▶ **PROBLEM STATEMENT**: Reproduce the mortgage article between "With interest rates" and "for higher-cost debt.", inclusive.

▶ **EXTRACT**:

LEXINGTON, Ken. (Wall Street Journal) - Beverly and David Russell once had one of the best mortgage deals in America. Their interest rate: zero.

But last year, the Russells gave up that loan. With credit-card and other bills piling up and three children to support, they refinanced with an 11 percent mortgage from Countrywide Home Loans, one of the country's biggest lenders.

The Russells' monthly mortgage bill more than doubled. This year, Mr. Russell lost his job as a seasonal forklift driver and the couple has fallen three months behind on their payments. Ms. Russell, a disabled former hotel maid, is afraid they could lose their home. "It was the biggest mistake I ever made," she says.

With interest rates near historic lows, millions of Americans are refinancing their home mortgages to reduce their monthly payments. But federal officials and advocates of low-income housing are worried about those on the bottom rung of homeownership who are doing just the opposite: trading in sweet mortgage deals for higher-cost debt.

These low-income borrowers obtained their original zero- or low-interest mortgages thanks to government programs and private affordable-housing programs run by the likes of Habitat for Humanity, the original lender to the Russells. The boom in home prices in the 1990s gave these borrowers more home equity, enabling refinancing companies to offer them terms on which they could pull some cash out, an attractive lure. The companies generally charge sizable up-front fees and the high interest rates that are standard in the "subprime" market - the business of making loans to people with spotty credit or low incomes.

After hearings last year on home-lending practices, the Federal Reserve Board proposed a rule designed to discourage refinancing of no-interest or low-interest loans in nearly all circumstances, for the first five years of a mortgage. (A low-interest loan is defined as any loan made at two percentage points below the comparable-term Treasury bond.) The board is concerned that "unscrupulous lenders are targeting some consumers," says a Fed official. The board was scheduled to meet Friday to decide on the rule, one of many proposals to curb what it calls potential abuses in mortgage lending.

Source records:
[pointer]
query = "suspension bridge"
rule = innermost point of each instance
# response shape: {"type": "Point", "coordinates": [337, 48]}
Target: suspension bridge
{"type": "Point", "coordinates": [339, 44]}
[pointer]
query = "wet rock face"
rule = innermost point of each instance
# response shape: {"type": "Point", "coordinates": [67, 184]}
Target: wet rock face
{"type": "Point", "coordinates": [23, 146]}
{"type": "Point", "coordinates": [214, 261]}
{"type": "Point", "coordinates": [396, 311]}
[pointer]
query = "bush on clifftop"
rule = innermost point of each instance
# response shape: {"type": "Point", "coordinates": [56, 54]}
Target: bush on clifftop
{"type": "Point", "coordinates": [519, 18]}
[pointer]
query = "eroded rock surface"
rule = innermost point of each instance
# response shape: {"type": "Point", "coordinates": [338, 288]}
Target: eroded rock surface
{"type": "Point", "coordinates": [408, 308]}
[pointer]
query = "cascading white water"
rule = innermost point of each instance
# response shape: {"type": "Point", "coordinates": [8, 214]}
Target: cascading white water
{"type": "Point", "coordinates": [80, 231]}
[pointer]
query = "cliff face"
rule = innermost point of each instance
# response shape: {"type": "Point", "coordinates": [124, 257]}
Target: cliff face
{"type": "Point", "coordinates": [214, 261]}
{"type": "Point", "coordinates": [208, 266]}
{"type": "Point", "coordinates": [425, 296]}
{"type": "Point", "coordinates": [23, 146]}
---
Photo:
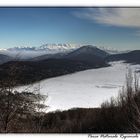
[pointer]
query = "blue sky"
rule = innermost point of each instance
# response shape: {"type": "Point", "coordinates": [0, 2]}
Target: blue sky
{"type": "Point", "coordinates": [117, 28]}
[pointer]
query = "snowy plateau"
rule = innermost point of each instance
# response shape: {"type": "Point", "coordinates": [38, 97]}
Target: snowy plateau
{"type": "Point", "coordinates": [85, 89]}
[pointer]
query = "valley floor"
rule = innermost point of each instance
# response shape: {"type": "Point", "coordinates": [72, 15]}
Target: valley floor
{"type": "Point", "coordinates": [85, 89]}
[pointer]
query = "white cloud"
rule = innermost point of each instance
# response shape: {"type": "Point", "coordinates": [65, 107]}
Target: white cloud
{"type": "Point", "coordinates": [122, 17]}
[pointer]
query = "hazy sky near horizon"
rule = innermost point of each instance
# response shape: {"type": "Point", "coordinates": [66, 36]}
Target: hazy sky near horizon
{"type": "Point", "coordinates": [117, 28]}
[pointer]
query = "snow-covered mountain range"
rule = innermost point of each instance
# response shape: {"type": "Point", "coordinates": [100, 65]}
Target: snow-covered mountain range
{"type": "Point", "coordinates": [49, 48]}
==
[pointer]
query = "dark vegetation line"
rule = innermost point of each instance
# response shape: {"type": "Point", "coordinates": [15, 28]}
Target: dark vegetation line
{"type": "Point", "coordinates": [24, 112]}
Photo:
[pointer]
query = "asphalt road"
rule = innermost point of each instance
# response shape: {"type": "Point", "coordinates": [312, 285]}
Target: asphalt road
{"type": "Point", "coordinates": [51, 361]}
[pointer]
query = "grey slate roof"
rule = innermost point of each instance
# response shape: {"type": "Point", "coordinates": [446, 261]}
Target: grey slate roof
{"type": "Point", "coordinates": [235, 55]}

▶ **COMPLETE RESPONSE**:
With interest rates near historic lows, millions of Americans are refinancing their home mortgages to reduce their monthly payments. But federal officials and advocates of low-income housing are worried about those on the bottom rung of homeownership who are doing just the opposite: trading in sweet mortgage deals for higher-cost debt.